◆ **Dataset records**
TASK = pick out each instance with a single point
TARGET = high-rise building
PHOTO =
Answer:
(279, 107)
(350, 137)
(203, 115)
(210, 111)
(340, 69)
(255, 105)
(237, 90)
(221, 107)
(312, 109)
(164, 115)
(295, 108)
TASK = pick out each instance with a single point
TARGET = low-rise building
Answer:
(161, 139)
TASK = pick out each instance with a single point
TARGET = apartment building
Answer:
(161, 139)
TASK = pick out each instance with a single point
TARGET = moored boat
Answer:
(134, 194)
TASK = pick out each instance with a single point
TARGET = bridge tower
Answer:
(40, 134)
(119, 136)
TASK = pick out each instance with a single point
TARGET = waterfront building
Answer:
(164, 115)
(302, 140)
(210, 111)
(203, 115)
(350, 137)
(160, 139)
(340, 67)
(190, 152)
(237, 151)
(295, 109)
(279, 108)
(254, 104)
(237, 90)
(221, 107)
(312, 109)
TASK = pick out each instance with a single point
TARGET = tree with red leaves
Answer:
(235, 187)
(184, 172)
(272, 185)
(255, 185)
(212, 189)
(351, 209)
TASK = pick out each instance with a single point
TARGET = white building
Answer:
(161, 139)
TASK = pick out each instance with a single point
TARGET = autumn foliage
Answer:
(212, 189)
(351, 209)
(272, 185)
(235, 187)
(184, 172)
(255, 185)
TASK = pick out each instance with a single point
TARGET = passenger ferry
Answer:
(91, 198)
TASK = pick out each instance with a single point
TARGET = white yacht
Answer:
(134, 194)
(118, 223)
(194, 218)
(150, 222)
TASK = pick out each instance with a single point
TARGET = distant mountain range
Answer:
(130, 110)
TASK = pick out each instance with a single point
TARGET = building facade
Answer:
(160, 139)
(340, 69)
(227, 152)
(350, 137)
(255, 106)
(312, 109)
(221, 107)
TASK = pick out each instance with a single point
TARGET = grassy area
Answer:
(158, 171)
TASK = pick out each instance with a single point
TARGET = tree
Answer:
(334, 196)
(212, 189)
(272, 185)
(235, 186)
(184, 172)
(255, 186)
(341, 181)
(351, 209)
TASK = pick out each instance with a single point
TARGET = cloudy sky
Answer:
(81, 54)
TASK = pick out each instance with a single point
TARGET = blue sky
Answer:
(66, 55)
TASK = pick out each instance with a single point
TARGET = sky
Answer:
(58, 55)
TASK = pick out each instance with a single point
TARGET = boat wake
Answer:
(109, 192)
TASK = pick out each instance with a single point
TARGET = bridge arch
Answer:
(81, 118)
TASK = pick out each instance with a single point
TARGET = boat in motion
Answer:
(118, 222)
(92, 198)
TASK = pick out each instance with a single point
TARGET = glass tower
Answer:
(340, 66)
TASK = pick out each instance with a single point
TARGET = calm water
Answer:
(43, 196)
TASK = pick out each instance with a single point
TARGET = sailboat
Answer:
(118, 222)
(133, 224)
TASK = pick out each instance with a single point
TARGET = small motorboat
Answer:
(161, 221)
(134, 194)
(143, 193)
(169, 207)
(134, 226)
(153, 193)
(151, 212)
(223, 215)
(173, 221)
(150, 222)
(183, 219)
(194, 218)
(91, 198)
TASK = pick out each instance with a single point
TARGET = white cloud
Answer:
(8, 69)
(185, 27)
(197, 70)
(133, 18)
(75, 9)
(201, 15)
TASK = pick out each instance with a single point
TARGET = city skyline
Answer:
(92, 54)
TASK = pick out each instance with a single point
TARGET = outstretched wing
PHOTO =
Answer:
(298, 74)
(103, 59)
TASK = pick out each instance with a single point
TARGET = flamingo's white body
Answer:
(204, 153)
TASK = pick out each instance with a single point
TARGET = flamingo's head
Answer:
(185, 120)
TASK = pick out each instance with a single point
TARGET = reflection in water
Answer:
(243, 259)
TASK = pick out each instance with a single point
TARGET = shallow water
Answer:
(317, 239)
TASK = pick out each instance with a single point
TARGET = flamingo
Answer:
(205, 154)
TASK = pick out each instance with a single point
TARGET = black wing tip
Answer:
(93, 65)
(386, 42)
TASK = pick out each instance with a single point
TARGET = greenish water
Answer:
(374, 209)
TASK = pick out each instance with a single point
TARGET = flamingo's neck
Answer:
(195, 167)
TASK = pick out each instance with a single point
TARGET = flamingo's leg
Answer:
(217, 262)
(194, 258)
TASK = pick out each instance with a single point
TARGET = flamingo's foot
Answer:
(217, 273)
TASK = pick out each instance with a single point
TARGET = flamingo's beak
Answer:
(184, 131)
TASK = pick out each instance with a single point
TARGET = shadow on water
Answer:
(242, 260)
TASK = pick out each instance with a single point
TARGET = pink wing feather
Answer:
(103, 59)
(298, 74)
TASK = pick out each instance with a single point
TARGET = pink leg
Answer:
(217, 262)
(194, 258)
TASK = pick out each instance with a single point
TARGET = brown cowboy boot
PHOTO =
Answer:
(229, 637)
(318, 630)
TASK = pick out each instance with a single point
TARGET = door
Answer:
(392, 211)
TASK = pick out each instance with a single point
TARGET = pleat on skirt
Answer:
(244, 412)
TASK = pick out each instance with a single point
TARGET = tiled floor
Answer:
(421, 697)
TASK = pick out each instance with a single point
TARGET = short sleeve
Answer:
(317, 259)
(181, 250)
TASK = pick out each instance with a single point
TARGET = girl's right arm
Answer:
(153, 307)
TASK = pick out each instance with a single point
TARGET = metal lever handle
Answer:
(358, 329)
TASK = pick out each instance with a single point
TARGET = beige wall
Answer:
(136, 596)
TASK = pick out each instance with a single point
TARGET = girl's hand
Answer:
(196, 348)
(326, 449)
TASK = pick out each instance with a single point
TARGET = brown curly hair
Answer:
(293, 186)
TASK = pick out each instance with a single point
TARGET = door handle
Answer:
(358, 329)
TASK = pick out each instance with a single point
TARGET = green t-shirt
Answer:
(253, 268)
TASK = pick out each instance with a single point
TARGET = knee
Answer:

◆ **Exercise prompt**
Using the material above, return each line in which the word "wing" occurs.

◆ **Solution to the problem**
TARGET = outstretched wing
TARGET = black wing tip
TARGET = pink wing feather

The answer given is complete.